Collected data entries
┌────────
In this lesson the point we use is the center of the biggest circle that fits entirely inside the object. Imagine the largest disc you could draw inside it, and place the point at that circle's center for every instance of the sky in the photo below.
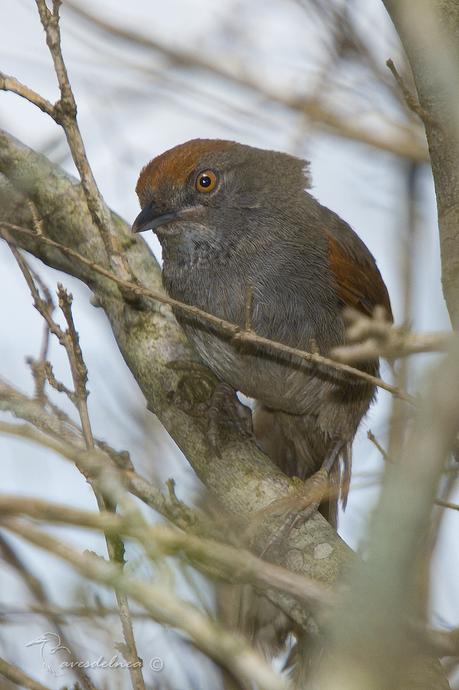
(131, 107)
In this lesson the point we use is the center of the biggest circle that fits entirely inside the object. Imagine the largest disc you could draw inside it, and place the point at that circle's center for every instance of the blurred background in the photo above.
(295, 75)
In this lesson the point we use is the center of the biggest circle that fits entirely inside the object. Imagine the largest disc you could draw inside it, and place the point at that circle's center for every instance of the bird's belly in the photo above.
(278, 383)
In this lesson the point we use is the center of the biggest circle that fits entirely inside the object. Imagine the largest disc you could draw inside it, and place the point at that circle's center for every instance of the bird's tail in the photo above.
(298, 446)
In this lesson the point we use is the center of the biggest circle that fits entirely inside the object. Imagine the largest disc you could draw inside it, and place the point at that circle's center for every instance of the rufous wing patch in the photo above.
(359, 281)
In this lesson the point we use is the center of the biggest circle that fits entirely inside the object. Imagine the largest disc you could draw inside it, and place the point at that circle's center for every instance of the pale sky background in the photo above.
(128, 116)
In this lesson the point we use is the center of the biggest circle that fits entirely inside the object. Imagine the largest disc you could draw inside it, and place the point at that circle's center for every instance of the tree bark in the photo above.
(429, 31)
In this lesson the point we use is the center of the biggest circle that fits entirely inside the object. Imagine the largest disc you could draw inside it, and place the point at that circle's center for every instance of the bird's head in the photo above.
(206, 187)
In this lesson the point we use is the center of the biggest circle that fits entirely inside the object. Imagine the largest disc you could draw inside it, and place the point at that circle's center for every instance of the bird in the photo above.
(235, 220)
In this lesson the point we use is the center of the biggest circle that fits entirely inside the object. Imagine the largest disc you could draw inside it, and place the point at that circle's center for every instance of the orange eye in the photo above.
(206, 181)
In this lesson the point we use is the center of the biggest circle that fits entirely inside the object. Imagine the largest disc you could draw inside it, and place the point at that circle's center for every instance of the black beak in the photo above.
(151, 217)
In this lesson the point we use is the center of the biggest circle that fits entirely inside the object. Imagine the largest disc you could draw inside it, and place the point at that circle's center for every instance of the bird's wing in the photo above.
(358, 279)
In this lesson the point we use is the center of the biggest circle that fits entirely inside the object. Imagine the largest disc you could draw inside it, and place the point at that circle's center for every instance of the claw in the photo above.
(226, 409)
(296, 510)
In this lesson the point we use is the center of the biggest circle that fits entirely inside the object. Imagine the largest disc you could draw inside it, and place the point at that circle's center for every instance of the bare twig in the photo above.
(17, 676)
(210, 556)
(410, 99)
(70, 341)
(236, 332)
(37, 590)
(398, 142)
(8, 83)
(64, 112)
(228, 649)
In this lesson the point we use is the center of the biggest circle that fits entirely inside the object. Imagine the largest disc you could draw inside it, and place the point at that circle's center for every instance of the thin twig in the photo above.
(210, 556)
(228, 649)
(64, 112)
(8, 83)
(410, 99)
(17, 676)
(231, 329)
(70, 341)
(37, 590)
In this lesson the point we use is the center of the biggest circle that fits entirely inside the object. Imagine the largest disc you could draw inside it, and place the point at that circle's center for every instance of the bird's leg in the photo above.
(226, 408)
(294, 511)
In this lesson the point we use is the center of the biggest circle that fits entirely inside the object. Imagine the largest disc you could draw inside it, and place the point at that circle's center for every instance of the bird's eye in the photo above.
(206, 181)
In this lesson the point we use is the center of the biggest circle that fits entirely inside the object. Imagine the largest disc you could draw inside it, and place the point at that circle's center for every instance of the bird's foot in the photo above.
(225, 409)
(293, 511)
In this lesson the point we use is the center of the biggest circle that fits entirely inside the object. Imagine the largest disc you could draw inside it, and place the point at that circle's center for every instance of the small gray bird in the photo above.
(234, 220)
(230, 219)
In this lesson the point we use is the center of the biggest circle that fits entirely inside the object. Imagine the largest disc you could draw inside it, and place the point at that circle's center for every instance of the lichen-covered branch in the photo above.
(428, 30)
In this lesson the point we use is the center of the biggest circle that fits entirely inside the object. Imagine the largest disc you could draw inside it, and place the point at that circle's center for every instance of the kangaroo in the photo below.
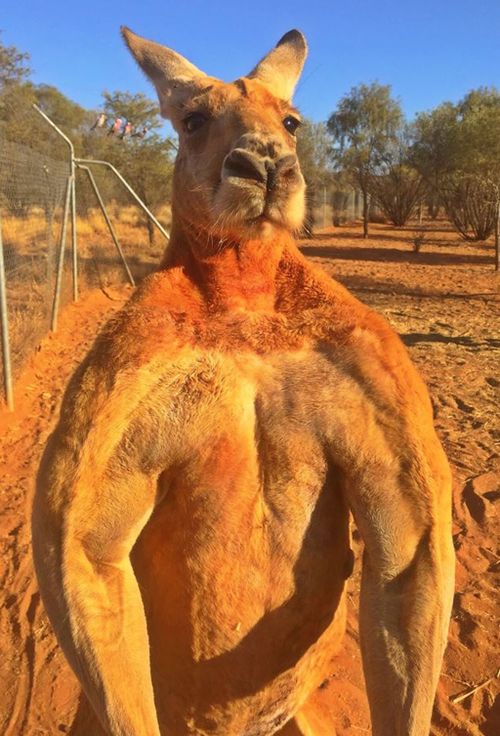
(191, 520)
└────────
┌────────
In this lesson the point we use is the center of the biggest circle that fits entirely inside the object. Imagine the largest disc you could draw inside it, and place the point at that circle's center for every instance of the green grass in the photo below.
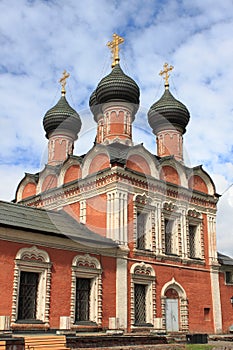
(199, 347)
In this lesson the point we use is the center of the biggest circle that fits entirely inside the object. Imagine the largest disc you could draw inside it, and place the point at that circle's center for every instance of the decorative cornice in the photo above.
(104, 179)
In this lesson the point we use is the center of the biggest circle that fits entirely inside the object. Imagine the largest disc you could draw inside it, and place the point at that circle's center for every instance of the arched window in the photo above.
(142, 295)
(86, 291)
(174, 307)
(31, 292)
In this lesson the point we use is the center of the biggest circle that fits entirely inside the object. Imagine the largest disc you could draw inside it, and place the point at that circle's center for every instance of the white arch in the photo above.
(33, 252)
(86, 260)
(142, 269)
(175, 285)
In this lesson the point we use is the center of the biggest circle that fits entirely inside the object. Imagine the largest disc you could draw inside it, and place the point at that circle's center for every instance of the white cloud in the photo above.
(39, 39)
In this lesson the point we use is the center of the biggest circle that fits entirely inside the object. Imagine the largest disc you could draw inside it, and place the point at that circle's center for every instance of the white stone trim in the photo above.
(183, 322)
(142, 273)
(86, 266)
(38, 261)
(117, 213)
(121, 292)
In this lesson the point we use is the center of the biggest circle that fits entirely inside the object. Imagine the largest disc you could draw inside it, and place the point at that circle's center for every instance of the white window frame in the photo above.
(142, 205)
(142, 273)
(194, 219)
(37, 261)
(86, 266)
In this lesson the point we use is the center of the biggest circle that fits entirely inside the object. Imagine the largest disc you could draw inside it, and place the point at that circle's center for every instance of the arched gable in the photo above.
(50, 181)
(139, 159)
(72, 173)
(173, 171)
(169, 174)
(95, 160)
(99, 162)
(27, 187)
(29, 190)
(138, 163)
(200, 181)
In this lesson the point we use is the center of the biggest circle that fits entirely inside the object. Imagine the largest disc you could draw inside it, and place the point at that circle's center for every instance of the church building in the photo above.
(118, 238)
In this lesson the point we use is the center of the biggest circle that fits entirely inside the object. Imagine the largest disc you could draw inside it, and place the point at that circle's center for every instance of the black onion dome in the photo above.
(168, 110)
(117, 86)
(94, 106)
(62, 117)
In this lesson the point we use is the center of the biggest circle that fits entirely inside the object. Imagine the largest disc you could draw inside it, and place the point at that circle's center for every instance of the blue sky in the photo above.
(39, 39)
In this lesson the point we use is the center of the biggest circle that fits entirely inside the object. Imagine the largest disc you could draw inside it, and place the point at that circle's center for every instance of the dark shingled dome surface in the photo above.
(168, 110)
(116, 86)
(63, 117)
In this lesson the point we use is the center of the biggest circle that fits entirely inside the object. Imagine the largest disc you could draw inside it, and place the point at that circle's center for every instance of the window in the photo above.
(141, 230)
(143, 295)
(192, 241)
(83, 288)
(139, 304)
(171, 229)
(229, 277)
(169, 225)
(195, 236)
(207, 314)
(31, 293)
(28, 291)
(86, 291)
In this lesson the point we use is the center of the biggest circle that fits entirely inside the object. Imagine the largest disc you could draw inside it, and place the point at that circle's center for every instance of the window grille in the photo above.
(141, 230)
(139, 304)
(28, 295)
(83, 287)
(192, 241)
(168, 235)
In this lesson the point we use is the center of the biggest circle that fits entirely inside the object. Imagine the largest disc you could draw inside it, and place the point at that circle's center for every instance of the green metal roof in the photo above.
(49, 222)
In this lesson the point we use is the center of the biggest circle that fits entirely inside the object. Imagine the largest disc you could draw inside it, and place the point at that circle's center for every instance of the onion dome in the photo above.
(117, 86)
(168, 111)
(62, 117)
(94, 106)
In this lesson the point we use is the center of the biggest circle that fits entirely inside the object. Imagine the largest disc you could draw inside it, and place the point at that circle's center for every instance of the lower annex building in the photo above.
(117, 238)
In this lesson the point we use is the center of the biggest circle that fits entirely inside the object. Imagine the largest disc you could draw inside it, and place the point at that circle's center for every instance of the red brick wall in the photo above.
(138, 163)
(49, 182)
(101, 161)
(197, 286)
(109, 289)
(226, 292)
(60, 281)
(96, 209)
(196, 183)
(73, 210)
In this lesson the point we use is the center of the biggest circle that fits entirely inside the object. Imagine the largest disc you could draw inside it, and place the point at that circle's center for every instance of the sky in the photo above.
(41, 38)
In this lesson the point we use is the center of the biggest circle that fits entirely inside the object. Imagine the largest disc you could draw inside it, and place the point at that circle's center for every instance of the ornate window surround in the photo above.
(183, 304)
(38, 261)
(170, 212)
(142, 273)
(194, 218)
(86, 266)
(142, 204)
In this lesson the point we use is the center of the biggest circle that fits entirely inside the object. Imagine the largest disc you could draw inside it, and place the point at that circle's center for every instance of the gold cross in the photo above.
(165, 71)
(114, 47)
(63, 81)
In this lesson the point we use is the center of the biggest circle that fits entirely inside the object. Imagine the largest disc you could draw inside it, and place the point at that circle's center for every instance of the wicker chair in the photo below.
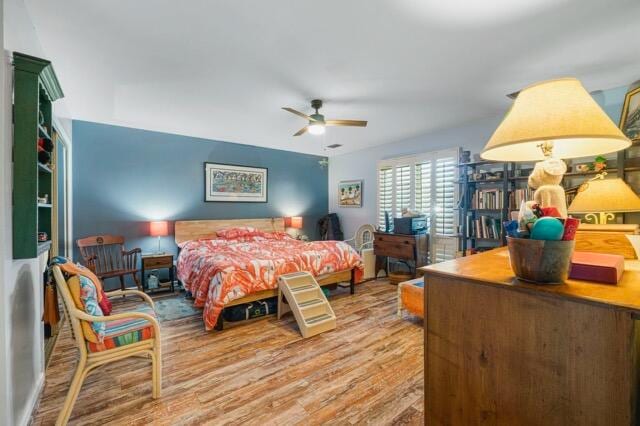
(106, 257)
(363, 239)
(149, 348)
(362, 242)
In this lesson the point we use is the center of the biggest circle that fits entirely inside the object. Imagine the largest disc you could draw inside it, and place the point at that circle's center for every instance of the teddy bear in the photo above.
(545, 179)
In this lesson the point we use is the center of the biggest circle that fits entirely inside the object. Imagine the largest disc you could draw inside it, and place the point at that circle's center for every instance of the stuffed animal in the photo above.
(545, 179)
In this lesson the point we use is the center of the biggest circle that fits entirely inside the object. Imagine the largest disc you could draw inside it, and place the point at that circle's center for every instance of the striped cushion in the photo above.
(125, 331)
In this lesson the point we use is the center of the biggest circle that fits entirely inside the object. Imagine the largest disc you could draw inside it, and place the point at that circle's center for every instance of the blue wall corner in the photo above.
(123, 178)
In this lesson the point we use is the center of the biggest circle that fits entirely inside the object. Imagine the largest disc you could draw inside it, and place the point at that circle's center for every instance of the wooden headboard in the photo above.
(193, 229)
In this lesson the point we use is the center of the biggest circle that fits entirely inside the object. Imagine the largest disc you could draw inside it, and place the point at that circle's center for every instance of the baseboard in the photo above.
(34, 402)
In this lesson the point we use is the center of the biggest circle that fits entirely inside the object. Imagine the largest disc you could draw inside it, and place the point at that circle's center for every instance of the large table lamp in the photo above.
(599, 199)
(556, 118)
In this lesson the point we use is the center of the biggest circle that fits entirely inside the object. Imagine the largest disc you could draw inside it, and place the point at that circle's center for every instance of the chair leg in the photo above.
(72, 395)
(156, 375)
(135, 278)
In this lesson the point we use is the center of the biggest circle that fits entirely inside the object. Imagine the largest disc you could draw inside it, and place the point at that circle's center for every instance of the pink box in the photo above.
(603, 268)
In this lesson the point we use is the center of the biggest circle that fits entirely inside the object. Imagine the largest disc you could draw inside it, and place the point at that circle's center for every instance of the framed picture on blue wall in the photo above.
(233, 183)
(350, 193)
└────────
### THE TASK
Report how many lines in the records contain the string "wall", with case counting. Give only the number.

### FINAL RESULT
3